A
aposta arriscada de Trump que pode dar certo
O
presidente dos Estados Unidos, Donald Trump, assumiu um grande
risco ao inserir os EUA no tenso conflito entre Israel e Irã. Mas esse risco poder ter valido a
pena — pelo menos por enquanto.
Trump
anunciou na noite de segunda-feira (23/6) que os dois países concordaram com um
cessar-fogo que, segundo ele, poderia levar a uma paz duradoura.
Se o
presidente americano de fato encerrou o que ele chamou de "Guerra dos 12
Dias", isso representaria um passo significativo para evitar um conflito
que parecia prestes a engolir a região — e os próprios EUA, depois dos
seus ataques aéreos a instalações
nucleares iranianas.
"Desde
que o regime israelense interrompa sua agressão ilegal contra o povo iraniano
até as 4 da manhã, horário de Teerã, não temos intenção de continuar nossa
resposta depois disso", disse o ministro das Relações Exteriores iraniano,
Abbas Araghchi, em um comunicado.
Mais
tarde, o governo israelense disse que concordou com a proposta após
"atingir os objetivos" de seus ataques ao Irã.
As duas
partes pareciam estar prestes a diminuir a pressão quando o prazo final das 4h
(21h30 de segunda-feira no horário de Brasília) chegou em Teerã, e os ataques
israelenses teriam cessado.
Mas a fragilidade do acordo ficou
evidente apenas duas horas depois, quando o ministro da Defesa de Israel
acusou o Irã de violar o cessar-fogo e prometeu responder com firmeza. O Irã,
por sua vez, negou qualquer violação.
O
governo Trump sem dúvida espera que isso seja passageiro, devido às tensões
óbvias, e que o cessar-fogo seja respeitado por ambos os lados.
Isso
acontece após um dia tumultuado na região, quando o Irã cumpriu sua promessa de
retaliar o ataque americano de sábado.
De
acordo com os primeiros relatos, todos os mísseis iranianos direcionados à
enorme base americana no Catar foram interceptados e não houve vítimas ou danos
aos americanos.
Durante
seu discurso à nação na noite de sábado, o presidente Trump havia alertado que
haveria uma resposta americana esmagadora a quaisquer ataques iranianos contra
interesses americanos. Ele prometeu que havia mais alvos que poderiam ser
atingidos pelas forças americanas, se necessário.

◇ ◇ ◇ ◇ ◇ ◇ ◇

Tarefa obrigatória 1 — Cite, sem alterações, o trecho do texto sobre o cessar-fogo entre Israel e Irã que começa nas palavras "Mas a fragilidade" e termina em "ambos os lados.".
O texto sobre o cessar-fogo entre Israel e Irã não tem relação nenhuma com as linhas.

[Entradas armazenadas]
◇ ◇ ◇ ◇ ◇ ◇ ◇

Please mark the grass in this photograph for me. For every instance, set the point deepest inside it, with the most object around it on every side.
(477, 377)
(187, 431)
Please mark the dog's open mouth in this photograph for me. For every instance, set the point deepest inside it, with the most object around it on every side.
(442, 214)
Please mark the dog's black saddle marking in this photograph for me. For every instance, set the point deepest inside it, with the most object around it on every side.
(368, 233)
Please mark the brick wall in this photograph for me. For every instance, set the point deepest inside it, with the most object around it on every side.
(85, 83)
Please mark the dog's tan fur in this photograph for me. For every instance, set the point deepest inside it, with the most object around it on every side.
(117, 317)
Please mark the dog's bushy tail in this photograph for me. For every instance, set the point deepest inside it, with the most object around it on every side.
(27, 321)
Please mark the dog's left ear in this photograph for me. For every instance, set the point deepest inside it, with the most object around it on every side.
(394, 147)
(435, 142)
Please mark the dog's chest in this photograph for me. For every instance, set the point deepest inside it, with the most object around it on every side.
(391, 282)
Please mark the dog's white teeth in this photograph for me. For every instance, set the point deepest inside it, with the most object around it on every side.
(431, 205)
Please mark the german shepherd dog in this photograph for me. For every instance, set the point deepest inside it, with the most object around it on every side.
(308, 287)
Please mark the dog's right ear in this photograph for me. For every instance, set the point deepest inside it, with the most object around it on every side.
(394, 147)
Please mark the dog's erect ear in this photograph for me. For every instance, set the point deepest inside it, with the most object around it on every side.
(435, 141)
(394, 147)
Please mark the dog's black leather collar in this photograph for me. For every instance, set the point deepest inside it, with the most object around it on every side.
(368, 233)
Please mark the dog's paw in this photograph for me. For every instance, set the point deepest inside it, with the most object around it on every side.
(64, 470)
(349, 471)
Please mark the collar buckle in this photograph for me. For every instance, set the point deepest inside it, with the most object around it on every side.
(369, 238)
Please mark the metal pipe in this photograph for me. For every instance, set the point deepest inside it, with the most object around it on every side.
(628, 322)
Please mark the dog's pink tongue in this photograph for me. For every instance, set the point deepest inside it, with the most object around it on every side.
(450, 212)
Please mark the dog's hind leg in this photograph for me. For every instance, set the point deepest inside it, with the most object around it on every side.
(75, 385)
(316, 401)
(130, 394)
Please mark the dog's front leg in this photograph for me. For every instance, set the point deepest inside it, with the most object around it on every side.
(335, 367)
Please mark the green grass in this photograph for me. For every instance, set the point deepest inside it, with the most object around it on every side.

◇ ◇ ◇ ◇ ◇ ◇ ◇

Tarefa obrigatória 2 — Conte quantas linhas contêm a palavra "grass", levando em conta maiúsculas e minúsculas, e responda apenas com o número.

Resultado 1 —
Mas a fragilidade do acordo ficou
evidente apenas duas horas depois, quando o ministro da Defesa de Israel
acusou o Irã de violar o cessar-fogo e prometeu responder com firmeza. O Irã,
por sua vez, negou qualquer violação.
O
governo Trump sem dúvida espera que isso seja passageiro, devido às tensões
óbvias, e que o cessar-fogo seja respeitado por ambos os lados.

Resultado 2 — 2